→ Exercises:
[1] From the Maddy Earl profile below, list every club where she has played on loan.
[2] Write the next part of the Maddy Earl profile below, starting after its final sentence.

→ Text block:
* begin *

Maddy Earl

Personal information
- Full name: Madison Ava Earl
- Date of birth: 3 November 2006 (age 19)
- Place of birth: England
- Position: Midfielder

Team information
- Current team: Arsenal
- Number: 38

Youth career
- Arsenal

Senior career*
- Years: Team / Apps / (Gls)
- 2024–: Arsenal / 0 / (0)
- 2024: → Bristol City (loan) / 5 / (0)
- 2025: → Sheffield United (loan) / 5 / (0)
- 2025: → Ipswich Town (loan) / 5 / (0)
- 2026: → Glasgow City (loan) / 5 / (0)

International career^{‡}
- 2021–2023: England U17 / 9 / (5)
- 2024–2025: England U19 / 20 / (4)

= Maddy Earl =

English footballer (born 2006)

Madison Ava Earl (born 3 November 2006) is an English footballer who plays as a midfielder for Women's Super League club Arsenal. Earl has previously played on loan in the WSL 2 and Scottish Women's Premier League (SWPL) and has represented England at international youth level.

== Early life ==
Earl grew up in Colchester, beginning her football career at the age of 5, playing for Eight Ash Green.

Earl joined the Arsenal Academy at the age of 8 in 2015, joining the Under-11s team, and rapidly rising through the ranks up to the Under-21 side.

== Club career ==

=== Arsenal ===
On 24 May 2024, Earl made her senior, non-competitive, debut for Arsenal in their 1–0 win against A-League All-Stars as part of Arsenal's 2024 post-season tour. She then went on to feature in Arsenal's 1 – 2 win against Washington Spirit, coming on as a sub for captain Kim Little in the 78th minute.

The attacking midfielder was instrumental in Arsenal Women's Under-21's Blue Stars FIFA Youth Cup tournament win in May 2024, picking up the Golden Ball award as the team picked up their silverware.

On 9 January 2025, Earl signed her first professional contract at Arsenal aged 18, upon her return from loan club Bristol City.

* end *

→ Supplied entries:
* begin *

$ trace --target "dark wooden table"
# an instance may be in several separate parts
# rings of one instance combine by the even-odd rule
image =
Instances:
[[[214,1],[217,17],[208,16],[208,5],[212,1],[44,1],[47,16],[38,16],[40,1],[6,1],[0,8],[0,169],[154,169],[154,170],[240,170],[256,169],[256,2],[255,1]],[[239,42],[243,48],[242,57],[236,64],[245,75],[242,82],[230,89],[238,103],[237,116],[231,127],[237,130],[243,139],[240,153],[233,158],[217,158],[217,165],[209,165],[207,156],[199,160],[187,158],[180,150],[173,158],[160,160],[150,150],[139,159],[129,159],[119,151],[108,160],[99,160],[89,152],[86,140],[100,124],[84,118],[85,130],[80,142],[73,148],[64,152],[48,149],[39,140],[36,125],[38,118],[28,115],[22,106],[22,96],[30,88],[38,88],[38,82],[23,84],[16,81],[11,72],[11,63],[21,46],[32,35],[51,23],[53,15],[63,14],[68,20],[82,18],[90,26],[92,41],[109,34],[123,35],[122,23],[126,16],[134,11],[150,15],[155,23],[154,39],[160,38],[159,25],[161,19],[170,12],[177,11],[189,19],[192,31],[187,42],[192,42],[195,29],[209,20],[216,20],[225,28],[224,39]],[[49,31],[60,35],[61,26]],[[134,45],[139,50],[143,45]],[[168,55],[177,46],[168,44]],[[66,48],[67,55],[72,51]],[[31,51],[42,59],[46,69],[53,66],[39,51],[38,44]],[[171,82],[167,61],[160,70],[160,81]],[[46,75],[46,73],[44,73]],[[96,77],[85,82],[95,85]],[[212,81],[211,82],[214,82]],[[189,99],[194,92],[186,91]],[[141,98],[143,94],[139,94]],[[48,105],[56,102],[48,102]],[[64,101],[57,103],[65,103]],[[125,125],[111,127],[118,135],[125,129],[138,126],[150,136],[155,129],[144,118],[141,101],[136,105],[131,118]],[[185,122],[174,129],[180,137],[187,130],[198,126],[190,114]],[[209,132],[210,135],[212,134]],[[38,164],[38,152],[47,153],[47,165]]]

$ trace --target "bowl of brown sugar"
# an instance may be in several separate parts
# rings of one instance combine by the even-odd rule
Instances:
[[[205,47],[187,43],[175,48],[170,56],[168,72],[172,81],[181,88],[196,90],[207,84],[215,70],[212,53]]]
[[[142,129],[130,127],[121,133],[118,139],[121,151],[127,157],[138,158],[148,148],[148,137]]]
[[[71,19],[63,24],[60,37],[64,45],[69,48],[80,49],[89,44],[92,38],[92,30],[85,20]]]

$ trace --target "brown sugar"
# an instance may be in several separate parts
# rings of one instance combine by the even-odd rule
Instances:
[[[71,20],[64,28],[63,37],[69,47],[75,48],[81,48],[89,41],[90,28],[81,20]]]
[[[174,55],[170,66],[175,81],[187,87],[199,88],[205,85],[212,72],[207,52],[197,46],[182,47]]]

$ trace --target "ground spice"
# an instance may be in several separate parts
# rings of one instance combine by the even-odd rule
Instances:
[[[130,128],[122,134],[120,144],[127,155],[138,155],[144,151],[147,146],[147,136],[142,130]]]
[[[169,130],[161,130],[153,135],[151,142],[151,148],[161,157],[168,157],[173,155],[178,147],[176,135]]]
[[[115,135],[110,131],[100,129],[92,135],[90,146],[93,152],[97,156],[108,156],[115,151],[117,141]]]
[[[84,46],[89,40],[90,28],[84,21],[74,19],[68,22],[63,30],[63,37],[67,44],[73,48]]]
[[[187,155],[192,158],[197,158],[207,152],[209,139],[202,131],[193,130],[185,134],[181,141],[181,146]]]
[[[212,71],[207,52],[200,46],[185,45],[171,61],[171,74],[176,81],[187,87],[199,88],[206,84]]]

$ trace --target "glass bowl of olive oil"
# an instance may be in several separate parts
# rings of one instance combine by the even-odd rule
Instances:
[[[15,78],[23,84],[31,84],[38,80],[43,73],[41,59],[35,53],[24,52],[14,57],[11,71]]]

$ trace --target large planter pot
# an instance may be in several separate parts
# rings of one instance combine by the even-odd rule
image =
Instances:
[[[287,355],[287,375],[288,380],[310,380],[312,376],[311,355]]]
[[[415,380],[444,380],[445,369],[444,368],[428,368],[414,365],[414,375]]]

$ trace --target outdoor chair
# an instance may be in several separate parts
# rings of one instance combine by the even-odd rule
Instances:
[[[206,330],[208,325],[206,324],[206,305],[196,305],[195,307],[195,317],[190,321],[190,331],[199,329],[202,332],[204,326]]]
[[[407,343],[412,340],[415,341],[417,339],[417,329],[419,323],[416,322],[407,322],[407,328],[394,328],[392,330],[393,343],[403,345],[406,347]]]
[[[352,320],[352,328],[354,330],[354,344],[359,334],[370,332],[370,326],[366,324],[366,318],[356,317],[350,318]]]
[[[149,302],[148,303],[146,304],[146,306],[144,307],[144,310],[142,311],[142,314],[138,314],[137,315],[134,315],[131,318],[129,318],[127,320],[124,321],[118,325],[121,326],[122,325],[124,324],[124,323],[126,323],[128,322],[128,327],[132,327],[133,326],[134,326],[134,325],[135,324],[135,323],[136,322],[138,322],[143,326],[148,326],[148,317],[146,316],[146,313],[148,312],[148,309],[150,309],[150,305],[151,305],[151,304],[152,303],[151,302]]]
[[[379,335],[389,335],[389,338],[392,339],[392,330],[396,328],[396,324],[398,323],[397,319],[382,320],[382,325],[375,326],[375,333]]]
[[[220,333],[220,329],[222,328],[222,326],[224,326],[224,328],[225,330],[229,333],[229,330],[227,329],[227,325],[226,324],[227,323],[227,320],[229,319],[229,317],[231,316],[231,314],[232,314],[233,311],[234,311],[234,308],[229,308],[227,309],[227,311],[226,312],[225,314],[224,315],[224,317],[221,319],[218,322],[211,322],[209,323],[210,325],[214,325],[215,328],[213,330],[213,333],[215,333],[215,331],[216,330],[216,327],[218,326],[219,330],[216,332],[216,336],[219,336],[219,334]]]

* end *

→ Answers to each task:
[1] Bristol City, Sheffield United, Ipswich Town, Glasgow City

[2]
=== Bristol City (dual-sign agreement) ===
On 6 September 2024, Earl signed on a short dual-sign agreement with Women's Super League 2 side Bristol City from September to January 2025.

Earl went on to make just 7 appearances across all competitions for Bristol.

=== Sheffield United (loan) ===
After signing professionally with parent club Arsenal, Earl signed on full loan with Sheffield United for the rest of the 2024–25 football season. After signing on 20 January 2025, Earl went on to make 5 appearances for the Blades across all competitions.

=== Ipswich Town (loan) ===
On 4 September 2025, Earl joined Women's Super League 2 club Ipswich Town for the 2025–26 season. She made her debut off the bench for the Tractor Girls in the 74th minute of a 4–0 loss on opening day, away at Southampton.

Earl scored her first goal for Ipswich Town in their FA Cup Third Round win against AFC Portchester, scoring Ipswich's 5th goal as well as picking up two assists, and was named She’s A Baller’s Baller of the Round for her efforts.

Earl was recalled from her loan at the end of the 2026 winter transfer window, having made 8 appearances in all competitions for the Tractor Girls, scoring her only goal for the club in their FA Cup win against AFC Portchester.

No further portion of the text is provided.